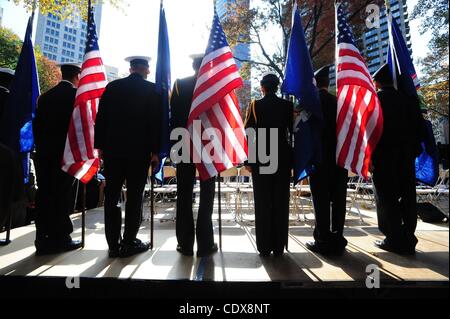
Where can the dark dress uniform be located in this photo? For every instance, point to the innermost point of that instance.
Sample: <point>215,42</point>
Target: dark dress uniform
<point>53,114</point>
<point>271,191</point>
<point>394,169</point>
<point>329,184</point>
<point>186,232</point>
<point>127,130</point>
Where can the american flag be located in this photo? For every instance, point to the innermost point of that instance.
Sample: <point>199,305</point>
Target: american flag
<point>216,107</point>
<point>360,119</point>
<point>80,158</point>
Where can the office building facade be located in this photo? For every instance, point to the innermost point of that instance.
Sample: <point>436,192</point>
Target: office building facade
<point>64,41</point>
<point>240,52</point>
<point>376,40</point>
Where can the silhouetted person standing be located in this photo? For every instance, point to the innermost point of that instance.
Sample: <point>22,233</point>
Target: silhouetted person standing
<point>186,174</point>
<point>127,135</point>
<point>271,190</point>
<point>53,114</point>
<point>394,165</point>
<point>329,181</point>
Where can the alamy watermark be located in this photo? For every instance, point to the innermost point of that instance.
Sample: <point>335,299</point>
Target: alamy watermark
<point>211,145</point>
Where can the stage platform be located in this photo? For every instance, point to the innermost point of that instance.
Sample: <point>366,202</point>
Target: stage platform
<point>238,265</point>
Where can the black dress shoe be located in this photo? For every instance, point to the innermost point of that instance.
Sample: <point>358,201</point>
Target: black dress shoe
<point>133,248</point>
<point>205,253</point>
<point>185,252</point>
<point>388,246</point>
<point>72,245</point>
<point>278,253</point>
<point>323,249</point>
<point>44,251</point>
<point>114,253</point>
<point>396,249</point>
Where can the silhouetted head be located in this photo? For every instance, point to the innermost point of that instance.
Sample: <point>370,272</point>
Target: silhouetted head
<point>269,83</point>
<point>139,65</point>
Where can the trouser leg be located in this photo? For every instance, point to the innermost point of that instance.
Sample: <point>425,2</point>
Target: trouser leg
<point>339,205</point>
<point>321,201</point>
<point>204,229</point>
<point>115,177</point>
<point>280,210</point>
<point>136,177</point>
<point>262,199</point>
<point>185,219</point>
<point>386,180</point>
<point>43,200</point>
<point>408,202</point>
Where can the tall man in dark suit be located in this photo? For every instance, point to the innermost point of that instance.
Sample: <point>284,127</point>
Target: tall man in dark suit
<point>127,135</point>
<point>54,110</point>
<point>180,102</point>
<point>329,182</point>
<point>394,165</point>
<point>271,189</point>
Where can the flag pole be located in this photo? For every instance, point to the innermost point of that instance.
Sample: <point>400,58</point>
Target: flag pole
<point>219,195</point>
<point>152,207</point>
<point>83,218</point>
<point>83,211</point>
<point>7,240</point>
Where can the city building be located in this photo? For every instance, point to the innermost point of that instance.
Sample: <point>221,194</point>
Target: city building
<point>241,53</point>
<point>64,41</point>
<point>376,40</point>
<point>112,73</point>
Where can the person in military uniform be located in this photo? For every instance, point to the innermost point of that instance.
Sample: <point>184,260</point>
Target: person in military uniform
<point>186,232</point>
<point>53,114</point>
<point>6,77</point>
<point>271,191</point>
<point>329,181</point>
<point>127,136</point>
<point>393,165</point>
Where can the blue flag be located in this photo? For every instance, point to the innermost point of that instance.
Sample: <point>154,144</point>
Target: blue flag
<point>299,82</point>
<point>427,164</point>
<point>399,60</point>
<point>163,85</point>
<point>16,129</point>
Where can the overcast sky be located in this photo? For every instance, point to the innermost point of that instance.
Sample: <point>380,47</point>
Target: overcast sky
<point>134,32</point>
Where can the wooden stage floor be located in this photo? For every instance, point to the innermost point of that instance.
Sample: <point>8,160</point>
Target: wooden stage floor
<point>239,260</point>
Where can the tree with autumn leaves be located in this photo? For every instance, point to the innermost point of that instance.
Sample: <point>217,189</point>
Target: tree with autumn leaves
<point>244,26</point>
<point>10,46</point>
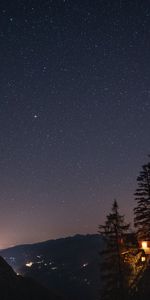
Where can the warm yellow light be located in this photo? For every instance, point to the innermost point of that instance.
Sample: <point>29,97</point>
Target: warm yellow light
<point>144,245</point>
<point>29,264</point>
<point>143,258</point>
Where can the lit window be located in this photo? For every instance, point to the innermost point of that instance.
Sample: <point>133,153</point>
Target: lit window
<point>144,245</point>
<point>29,265</point>
<point>143,258</point>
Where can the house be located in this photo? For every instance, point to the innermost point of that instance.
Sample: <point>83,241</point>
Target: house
<point>145,245</point>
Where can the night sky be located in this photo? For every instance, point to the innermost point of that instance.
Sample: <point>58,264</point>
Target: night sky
<point>74,113</point>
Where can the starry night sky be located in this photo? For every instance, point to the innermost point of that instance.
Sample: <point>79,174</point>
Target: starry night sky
<point>74,113</point>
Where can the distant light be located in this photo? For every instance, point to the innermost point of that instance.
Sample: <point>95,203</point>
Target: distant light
<point>144,245</point>
<point>29,264</point>
<point>85,265</point>
<point>54,268</point>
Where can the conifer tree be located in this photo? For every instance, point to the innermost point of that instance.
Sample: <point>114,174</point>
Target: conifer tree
<point>112,266</point>
<point>142,210</point>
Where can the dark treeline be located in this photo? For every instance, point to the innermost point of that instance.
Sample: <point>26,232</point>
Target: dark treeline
<point>124,260</point>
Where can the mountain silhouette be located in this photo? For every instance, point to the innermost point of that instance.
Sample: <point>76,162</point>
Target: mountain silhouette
<point>13,286</point>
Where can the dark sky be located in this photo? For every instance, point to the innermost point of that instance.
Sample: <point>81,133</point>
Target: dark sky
<point>74,113</point>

____________

Can you rewrite all the records above, switching every "innermost point" to "central point" and keeping everything else unchanged, with the pictures left out?

Where can the dark dress uniform be located in this photo? For every instance, point to the central point of that instance.
Sample: <point>215,42</point>
Target: dark dress uniform
<point>53,114</point>
<point>271,191</point>
<point>394,169</point>
<point>329,184</point>
<point>186,232</point>
<point>127,130</point>
Where can the american flag be located in this photo? For every instance, point to the central point of that instance.
Sample: <point>199,305</point>
Target: american flag
<point>216,107</point>
<point>360,119</point>
<point>80,158</point>
Where can the office building facade be located in this photo? For every instance, point to the central point of that instance.
Sample: <point>436,192</point>
Target: office building facade
<point>64,41</point>
<point>240,52</point>
<point>376,40</point>
Where can the silhouetted person standing be located in this photo? For every instance, point to the central point of that instance.
Sample: <point>22,233</point>
Target: silhouetted person standing
<point>186,174</point>
<point>127,135</point>
<point>271,190</point>
<point>53,114</point>
<point>394,165</point>
<point>329,181</point>
Where can the alamy watermark be located in this photo? For every instance, point to the central point of that instance.
Sample: <point>335,299</point>
Target: alamy watermark
<point>211,145</point>
Where can the stage platform be located in this photo? For every instance, point to the central point of that instance.
Sample: <point>366,202</point>
Target: stage platform
<point>238,265</point>
Where can the black dress shoe be located in this photo? For every instance, point to the central point of that instance.
Sample: <point>358,201</point>
Target: black dress shoe
<point>133,248</point>
<point>205,253</point>
<point>185,252</point>
<point>388,246</point>
<point>72,245</point>
<point>278,253</point>
<point>323,249</point>
<point>44,251</point>
<point>114,253</point>
<point>396,249</point>
Where can the silhouetted head be located in this photo? For every instance, point to the central point of that instance.
Sample: <point>370,272</point>
Target: silhouetted head
<point>269,83</point>
<point>139,65</point>
Where can the trouser leg be located in this photo? For every instance, point to the central point of that instance.
Sample: <point>425,2</point>
Target: trouser leg
<point>339,205</point>
<point>321,201</point>
<point>204,229</point>
<point>115,177</point>
<point>280,210</point>
<point>136,177</point>
<point>262,199</point>
<point>185,219</point>
<point>386,180</point>
<point>43,200</point>
<point>408,202</point>
Where can the tall man in dark suit be located in this photo? For every instance, point to the central point of that instance.
Sample: <point>284,127</point>
Target: tall man in dark suit
<point>127,135</point>
<point>54,110</point>
<point>180,102</point>
<point>329,182</point>
<point>394,165</point>
<point>271,189</point>
Where can the flag pole be located in this photo? For every instance, point to the central point of that instance.
Sample: <point>400,58</point>
Target: flag pole
<point>219,195</point>
<point>152,207</point>
<point>83,218</point>
<point>83,211</point>
<point>7,240</point>
Where can the city building be located in this photo? For every instance, point to the central point of that instance.
Sample: <point>221,194</point>
Target: city building
<point>241,53</point>
<point>64,41</point>
<point>376,40</point>
<point>112,73</point>
Where can the person in military uniform be located in this photo? For every instance, point to the central point of that instance.
Sample: <point>184,260</point>
Target: person in military uniform
<point>186,232</point>
<point>53,114</point>
<point>6,77</point>
<point>271,191</point>
<point>329,181</point>
<point>127,136</point>
<point>393,165</point>
Where can the blue flag be located in this photo? For every instance, point to the central point of that instance.
Sample: <point>154,144</point>
Target: blue flag
<point>299,82</point>
<point>427,164</point>
<point>399,60</point>
<point>163,85</point>
<point>16,129</point>
Where can the overcast sky be located in this photo? For every instance, point to the central point of that instance.
Sample: <point>380,47</point>
Target: overcast sky
<point>134,32</point>
Where can the wooden stage floor be located in this photo? For every instance, point to the central point of that instance.
Sample: <point>8,160</point>
Target: wooden stage floor
<point>239,260</point>
Where can the tree with autumn leaves be located in this photo? For every instance, point to the central point of that instance.
Sample: <point>217,189</point>
Target: tree with autumn leaves
<point>244,26</point>
<point>10,46</point>
Where can the warm yellow light be located in this photo? For every instance, point to the central point of that instance.
Sample: <point>29,97</point>
Target: warm yellow light
<point>144,245</point>
<point>29,264</point>
<point>143,258</point>
Where can the lit window be located in this photo? For every instance, point to the central point of that instance.
Sample: <point>133,153</point>
Target: lit window
<point>144,245</point>
<point>29,265</point>
<point>143,258</point>
Where can the house be located in this photo? For every instance, point to the central point of that instance.
Sample: <point>83,241</point>
Target: house
<point>145,245</point>
Where can the night sky be located in this photo? For every instance, point to the central point of that instance.
Sample: <point>58,264</point>
Target: night sky
<point>74,113</point>
Where can the starry night sky be located in this photo? For every instance, point to the central point of that instance.
Sample: <point>79,174</point>
Target: starry night sky
<point>74,113</point>
Where can the distant light be located in this photo? For every instance, point to the central point of that instance.
Sample: <point>95,203</point>
Target: distant light
<point>144,245</point>
<point>29,264</point>
<point>85,265</point>
<point>54,268</point>
Where can the conifer tree be located in this photo? For every instance, point to the central point of that instance.
Sample: <point>114,174</point>
Target: conifer tree
<point>112,266</point>
<point>142,210</point>
Where can the dark treeline be located in this photo? For every instance, point to the central point of that instance.
Sample: <point>26,232</point>
Target: dark treeline
<point>124,260</point>
Where can the mountain silhouette be located in this photo? For every instance, point to the central point of that instance.
Sample: <point>76,162</point>
Target: mountain silhouette
<point>13,286</point>
Where can the dark sky be located in this photo? For every instance, point to the central point of that instance.
Sample: <point>81,133</point>
Target: dark sky
<point>74,113</point>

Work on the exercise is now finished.